▶ **ITEMS**
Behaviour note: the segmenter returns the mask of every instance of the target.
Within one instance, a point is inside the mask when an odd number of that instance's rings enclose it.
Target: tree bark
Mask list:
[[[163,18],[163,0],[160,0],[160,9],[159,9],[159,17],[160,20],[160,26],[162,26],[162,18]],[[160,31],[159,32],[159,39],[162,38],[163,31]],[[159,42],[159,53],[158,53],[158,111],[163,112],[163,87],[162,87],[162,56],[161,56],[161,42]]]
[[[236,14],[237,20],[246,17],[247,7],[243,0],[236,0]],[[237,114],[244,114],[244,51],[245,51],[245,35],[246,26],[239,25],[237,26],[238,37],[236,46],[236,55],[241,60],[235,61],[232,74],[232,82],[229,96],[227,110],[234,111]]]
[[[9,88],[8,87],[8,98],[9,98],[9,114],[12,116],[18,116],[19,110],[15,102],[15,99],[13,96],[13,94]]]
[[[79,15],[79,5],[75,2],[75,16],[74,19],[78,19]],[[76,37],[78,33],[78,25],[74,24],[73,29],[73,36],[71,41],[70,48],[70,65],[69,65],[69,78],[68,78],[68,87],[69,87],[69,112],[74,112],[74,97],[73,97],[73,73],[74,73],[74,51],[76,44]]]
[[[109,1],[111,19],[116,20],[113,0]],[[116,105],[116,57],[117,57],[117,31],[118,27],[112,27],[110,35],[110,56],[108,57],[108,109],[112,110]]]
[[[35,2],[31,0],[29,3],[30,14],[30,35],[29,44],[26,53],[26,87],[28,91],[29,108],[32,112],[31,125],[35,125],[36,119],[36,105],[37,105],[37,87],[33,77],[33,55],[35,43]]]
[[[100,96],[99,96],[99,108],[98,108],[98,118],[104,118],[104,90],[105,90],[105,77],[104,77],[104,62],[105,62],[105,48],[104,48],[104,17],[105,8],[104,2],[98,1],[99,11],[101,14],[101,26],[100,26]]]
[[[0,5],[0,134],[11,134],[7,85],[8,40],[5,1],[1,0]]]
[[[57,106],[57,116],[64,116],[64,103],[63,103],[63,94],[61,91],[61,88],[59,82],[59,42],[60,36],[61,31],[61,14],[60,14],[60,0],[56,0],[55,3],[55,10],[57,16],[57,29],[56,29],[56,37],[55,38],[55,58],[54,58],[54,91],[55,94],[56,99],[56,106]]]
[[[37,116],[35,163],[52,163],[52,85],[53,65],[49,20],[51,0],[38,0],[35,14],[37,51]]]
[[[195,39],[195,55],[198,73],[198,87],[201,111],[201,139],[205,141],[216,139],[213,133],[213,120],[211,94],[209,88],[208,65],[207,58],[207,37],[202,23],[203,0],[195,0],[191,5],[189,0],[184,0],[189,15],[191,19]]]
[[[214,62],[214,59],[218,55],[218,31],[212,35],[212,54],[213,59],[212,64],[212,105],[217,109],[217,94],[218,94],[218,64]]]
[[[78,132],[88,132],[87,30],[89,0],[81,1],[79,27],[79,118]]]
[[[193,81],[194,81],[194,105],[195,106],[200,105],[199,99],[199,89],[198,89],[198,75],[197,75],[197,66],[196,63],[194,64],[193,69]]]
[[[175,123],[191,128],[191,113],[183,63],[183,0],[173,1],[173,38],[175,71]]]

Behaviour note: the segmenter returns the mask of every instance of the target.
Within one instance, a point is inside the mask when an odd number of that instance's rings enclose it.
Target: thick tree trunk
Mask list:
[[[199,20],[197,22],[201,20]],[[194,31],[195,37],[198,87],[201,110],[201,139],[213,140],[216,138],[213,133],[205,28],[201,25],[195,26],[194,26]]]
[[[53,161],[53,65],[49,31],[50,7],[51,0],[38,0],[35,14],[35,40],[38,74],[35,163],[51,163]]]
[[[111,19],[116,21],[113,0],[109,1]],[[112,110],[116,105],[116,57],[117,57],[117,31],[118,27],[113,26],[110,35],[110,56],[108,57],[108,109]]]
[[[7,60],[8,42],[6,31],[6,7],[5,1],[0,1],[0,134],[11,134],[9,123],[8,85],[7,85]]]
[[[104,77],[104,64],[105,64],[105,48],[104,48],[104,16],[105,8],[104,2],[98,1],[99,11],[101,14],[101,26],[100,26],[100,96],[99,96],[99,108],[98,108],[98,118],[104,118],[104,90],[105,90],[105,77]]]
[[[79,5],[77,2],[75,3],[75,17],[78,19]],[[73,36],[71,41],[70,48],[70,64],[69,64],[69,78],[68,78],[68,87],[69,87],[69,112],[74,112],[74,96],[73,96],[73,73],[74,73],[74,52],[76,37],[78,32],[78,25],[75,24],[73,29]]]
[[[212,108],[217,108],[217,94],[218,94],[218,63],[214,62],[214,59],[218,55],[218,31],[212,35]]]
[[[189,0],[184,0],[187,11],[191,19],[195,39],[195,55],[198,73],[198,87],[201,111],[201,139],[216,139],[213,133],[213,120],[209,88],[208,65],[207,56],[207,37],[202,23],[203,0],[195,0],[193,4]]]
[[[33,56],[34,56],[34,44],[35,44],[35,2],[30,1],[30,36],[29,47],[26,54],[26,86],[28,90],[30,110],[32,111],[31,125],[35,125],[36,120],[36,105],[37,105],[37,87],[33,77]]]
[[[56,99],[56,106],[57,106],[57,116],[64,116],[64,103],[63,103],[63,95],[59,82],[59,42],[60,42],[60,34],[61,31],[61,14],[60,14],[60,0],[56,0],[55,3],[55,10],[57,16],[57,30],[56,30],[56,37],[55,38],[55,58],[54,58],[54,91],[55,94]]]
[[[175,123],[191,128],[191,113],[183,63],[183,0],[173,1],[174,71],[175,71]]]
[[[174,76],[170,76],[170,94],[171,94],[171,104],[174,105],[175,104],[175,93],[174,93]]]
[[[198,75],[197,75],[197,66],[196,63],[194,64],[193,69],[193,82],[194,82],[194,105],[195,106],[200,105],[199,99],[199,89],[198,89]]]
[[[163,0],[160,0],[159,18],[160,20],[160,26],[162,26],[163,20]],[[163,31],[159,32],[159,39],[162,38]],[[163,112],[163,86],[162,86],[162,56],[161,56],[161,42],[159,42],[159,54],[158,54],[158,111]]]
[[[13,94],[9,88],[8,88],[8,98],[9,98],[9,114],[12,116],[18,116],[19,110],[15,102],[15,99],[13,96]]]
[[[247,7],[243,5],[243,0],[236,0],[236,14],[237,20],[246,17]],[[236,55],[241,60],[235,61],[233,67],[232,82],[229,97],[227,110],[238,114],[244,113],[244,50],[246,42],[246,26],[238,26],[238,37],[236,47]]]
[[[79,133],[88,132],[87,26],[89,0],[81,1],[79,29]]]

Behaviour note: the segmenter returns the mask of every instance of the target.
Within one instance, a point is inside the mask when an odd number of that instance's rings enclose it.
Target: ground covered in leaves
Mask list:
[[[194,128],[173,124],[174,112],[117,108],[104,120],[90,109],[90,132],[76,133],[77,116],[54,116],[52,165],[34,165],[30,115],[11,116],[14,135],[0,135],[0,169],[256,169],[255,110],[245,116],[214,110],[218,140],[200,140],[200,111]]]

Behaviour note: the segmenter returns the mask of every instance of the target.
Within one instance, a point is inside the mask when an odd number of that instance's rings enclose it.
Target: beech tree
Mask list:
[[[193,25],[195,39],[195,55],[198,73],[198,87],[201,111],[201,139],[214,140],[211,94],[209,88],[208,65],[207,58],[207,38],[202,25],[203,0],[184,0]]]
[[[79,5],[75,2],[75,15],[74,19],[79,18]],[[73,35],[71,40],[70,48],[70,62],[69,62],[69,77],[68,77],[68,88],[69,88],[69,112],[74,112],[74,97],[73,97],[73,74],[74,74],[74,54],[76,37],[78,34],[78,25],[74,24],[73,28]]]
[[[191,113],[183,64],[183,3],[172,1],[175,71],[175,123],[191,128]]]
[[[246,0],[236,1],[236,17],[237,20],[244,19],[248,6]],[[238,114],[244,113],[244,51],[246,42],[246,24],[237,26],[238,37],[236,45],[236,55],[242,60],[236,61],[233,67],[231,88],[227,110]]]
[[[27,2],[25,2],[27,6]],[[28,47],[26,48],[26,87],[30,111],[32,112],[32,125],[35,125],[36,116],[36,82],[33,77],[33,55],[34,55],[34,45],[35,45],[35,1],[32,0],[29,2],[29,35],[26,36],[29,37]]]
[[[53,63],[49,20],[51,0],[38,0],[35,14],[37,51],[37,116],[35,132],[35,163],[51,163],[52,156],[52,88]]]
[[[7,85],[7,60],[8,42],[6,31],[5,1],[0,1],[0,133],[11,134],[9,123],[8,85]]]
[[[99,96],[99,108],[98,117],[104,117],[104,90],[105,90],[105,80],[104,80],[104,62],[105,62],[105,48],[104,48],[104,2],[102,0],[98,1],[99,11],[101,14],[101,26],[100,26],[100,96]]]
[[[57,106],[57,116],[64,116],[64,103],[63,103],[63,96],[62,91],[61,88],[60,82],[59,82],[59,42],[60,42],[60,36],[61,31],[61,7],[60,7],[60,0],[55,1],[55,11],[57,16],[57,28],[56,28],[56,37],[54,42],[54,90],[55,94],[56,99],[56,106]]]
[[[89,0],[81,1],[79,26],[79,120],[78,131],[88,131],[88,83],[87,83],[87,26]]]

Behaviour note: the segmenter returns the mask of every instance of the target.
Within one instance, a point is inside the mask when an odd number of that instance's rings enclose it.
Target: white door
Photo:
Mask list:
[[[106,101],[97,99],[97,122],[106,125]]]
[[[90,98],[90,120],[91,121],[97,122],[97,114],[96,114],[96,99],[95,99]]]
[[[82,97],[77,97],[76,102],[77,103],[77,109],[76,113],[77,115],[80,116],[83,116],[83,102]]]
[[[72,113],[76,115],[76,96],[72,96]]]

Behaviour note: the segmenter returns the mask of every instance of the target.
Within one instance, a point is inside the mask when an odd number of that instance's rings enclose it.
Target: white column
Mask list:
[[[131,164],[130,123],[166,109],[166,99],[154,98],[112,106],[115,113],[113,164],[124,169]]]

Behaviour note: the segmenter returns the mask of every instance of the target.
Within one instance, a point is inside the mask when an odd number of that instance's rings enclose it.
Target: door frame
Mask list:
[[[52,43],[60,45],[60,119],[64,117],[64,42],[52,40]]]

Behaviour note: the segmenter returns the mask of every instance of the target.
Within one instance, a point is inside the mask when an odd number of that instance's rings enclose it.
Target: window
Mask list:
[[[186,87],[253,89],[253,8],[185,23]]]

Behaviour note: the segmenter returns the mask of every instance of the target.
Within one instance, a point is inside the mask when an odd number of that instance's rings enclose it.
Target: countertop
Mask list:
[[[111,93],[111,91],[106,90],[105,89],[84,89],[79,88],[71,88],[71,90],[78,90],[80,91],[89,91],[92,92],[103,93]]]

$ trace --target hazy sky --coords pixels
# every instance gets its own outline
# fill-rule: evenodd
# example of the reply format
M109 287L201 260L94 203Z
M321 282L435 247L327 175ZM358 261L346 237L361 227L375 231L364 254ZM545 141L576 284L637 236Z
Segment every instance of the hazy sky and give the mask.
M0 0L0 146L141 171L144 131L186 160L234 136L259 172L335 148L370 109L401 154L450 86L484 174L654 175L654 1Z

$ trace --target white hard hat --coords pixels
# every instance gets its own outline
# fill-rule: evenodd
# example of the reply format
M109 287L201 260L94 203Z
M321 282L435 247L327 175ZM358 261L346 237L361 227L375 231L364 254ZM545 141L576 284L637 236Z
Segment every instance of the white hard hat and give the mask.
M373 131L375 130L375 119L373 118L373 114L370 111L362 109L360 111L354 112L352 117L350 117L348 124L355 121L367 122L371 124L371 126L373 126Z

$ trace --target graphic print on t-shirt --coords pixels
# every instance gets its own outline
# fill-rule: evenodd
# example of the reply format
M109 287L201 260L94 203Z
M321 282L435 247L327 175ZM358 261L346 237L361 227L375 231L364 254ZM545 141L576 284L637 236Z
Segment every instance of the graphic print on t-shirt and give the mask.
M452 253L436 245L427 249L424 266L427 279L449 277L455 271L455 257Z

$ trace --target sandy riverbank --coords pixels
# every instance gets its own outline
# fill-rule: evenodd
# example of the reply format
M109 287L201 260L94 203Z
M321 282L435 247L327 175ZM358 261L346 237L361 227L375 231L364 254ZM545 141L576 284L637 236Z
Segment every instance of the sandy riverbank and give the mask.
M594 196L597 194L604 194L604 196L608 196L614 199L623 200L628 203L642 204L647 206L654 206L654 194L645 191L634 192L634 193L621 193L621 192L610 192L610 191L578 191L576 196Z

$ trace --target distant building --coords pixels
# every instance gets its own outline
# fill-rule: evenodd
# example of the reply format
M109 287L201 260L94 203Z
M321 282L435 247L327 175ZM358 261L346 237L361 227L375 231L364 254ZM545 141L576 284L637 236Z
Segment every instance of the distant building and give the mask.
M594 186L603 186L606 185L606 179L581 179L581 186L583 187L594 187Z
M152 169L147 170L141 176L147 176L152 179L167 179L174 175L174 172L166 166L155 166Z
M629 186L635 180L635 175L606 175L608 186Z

▶ **REQUIRED TASK**
Gather each line of the data that contains the string "hard". Case matters.

▶ **OUTPUT FOR THIS EXERCISE**
$ trace --target white hard hat --coords pixels
Segment every instance of the white hard hat and give the mask.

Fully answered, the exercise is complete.